◆ Document passage
------------------------------------------------------------

Wonder if anyone has found examples of or personally attempted wiring the ram banks out of the equation 🤔
 
Not on an IBM 5150 motherboard.
I guess that is the advantage of a generic board

What components were different between the 16-64kb and 64-256kb?

I usually didn’t touch the motherboard and just changed dipp switches , one oddity that came inop to me I had to set to 576k despite 640kb being between the 64k board and 576k upgrade card.
 
What components were different between the 16-64kb and 64-256kb?
IBM 5150 motherboard - 64KB-256KB

Four banks of 64K-bit chips.

See the diagram at [here].

/CAS0 pulse (for motherboard RAM bank 0) generated by U47 when [A19=0, A18=0, A17=0, A16=0], which equates to address range 0 to 64K
/CAS1 pulse (for motherboard RAM bank 1) generated by U47 when [A19=0, A18=0, A17=0, A16=1], which equates to address range 64K to 128K
/CAS2 pulse (for motherboard RAM bank 2) generated by U47 when [A19=0, A18=0, A17=1, A16=0], which equates to address range 128K to 192K
/CAS3 pulse (for motherboard RAM bank 3) generated by U47 when [A19=0, A18=0, A17=1, A16=1], which equates to address range 192K to 256K

/RAS0 pulse (for motherboard RAM bank 0) generated by U65 when [A19=0, A18=0, A17=0, A16=0], which equates to address range 0 to 64K
/RAS1 pulse (for motherboard RAM bank 1) generated by U65 when [A19=0, A18=0, A17=0, A16=1], which equates to address range 64K to 128K
/RAS2 pulse (for motherboard RAM bank 2) generated by U65 when [A19=0, A18=0, A17=1, A16=0], which equates to address range 128K to 192K
/RAS3 pulse (for motherboard RAM bank 3) generated by U65 when [A19=0, A18=0, A17=1, A16=1], which equates to address range 192K to 256K

The exception to that is a motherboard RAM operation that is part of RAM refresh.

------------------------------------------------------------

◆ Source information

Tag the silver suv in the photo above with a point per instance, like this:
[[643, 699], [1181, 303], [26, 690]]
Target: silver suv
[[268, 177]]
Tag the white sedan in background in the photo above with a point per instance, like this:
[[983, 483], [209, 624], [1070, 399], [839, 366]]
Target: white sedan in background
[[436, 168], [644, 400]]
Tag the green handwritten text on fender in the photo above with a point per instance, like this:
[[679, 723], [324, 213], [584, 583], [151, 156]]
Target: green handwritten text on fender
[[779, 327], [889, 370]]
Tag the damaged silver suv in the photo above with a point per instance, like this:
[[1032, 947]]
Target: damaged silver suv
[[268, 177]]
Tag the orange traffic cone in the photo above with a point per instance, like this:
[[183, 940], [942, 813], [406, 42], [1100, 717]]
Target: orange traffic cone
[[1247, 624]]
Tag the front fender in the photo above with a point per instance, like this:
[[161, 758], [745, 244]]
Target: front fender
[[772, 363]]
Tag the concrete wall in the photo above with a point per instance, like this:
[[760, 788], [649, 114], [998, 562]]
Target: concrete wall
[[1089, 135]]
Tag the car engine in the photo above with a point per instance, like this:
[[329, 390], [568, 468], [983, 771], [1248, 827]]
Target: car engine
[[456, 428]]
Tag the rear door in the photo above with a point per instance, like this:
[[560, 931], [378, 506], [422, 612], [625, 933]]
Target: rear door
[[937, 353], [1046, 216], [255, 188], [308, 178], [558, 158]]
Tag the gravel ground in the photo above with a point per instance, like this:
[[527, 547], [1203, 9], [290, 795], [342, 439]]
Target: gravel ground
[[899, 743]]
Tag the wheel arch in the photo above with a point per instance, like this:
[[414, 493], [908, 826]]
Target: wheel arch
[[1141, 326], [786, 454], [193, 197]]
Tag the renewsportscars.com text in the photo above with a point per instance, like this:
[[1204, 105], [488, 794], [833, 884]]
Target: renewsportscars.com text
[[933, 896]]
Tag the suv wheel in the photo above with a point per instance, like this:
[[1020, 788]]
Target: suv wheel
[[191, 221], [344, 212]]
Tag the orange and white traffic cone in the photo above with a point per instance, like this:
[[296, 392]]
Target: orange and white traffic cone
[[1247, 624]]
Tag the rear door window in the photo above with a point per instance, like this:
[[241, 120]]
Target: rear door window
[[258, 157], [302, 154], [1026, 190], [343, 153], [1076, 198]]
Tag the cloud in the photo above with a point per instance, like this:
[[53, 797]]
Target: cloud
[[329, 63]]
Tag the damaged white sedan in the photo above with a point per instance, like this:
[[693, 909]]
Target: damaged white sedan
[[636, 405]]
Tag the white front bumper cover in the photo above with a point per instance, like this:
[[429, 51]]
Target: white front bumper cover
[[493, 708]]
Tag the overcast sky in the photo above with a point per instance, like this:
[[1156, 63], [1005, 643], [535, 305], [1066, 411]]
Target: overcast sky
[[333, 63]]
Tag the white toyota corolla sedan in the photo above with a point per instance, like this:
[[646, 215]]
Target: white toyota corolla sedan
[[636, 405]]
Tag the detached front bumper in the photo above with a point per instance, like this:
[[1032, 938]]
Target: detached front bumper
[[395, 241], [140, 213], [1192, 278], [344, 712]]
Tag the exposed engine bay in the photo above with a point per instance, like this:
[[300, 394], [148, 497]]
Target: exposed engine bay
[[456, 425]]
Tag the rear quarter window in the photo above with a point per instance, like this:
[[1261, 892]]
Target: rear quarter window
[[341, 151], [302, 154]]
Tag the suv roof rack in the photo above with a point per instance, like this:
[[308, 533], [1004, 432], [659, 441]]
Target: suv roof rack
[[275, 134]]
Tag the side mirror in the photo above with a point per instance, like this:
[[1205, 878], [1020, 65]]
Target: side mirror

------------------------------------------------------------

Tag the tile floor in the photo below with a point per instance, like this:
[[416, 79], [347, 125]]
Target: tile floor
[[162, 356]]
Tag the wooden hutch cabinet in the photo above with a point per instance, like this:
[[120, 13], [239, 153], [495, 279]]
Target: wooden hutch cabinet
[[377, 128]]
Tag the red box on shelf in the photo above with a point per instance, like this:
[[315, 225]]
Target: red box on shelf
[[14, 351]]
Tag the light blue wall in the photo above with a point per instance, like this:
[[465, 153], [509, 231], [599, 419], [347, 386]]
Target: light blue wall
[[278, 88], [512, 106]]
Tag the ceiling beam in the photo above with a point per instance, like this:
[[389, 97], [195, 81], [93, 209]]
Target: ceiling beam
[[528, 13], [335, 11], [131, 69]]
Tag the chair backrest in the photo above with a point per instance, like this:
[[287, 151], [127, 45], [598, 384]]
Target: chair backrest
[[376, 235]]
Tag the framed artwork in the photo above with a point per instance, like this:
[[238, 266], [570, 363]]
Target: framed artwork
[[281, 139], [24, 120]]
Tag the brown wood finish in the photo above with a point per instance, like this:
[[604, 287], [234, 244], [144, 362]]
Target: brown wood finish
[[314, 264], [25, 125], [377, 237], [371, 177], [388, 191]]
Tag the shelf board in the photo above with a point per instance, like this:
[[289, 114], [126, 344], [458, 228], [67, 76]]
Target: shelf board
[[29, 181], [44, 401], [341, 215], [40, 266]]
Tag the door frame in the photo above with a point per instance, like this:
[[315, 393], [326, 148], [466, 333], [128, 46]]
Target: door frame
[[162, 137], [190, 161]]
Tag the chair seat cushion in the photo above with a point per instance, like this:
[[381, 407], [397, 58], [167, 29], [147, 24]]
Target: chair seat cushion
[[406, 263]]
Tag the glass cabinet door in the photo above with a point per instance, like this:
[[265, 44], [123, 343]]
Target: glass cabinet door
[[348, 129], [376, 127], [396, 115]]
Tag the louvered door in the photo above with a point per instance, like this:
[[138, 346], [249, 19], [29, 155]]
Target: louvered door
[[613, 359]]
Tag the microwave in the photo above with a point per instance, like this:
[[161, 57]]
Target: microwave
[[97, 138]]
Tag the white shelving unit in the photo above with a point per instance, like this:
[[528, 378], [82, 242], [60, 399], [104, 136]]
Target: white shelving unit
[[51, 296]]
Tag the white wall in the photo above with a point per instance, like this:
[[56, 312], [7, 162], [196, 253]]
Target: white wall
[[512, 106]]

------------------------------------------------------------

◆ Brief A
Translate this sentence from the IBM 5150 memory thread into Spanish: "The exception to that is a motherboard RAM operation that is part of RAM refresh."
◆ Brief B
Write out everything in the IBM 5150 memory thread from "Not on an IBM" down to "of 64K-bit chips.", renaming "motherboard" to "mainboard" each time it appears.

◆ Exercise response A
La excepción a eso es una operación de la RAM de la placa base que forma parte del refresco de la RAM.

◆ Exercise response B
Not on an IBM 5150 mainboard.
I guess that is the advantage of a generic board

What components were different between the 16-64kb and 64-256kb?

I usually didn’t touch the mainboard and just changed dipp switches , one oddity that came inop to me I had to set to 576k despite 640kb being between the 64k board and 576k upgrade card.
 
What components were different between the 16-64kb and 64-256kb?
IBM 5150 mainboard - 64KB-256KB

Four banks of 64K-bit chips.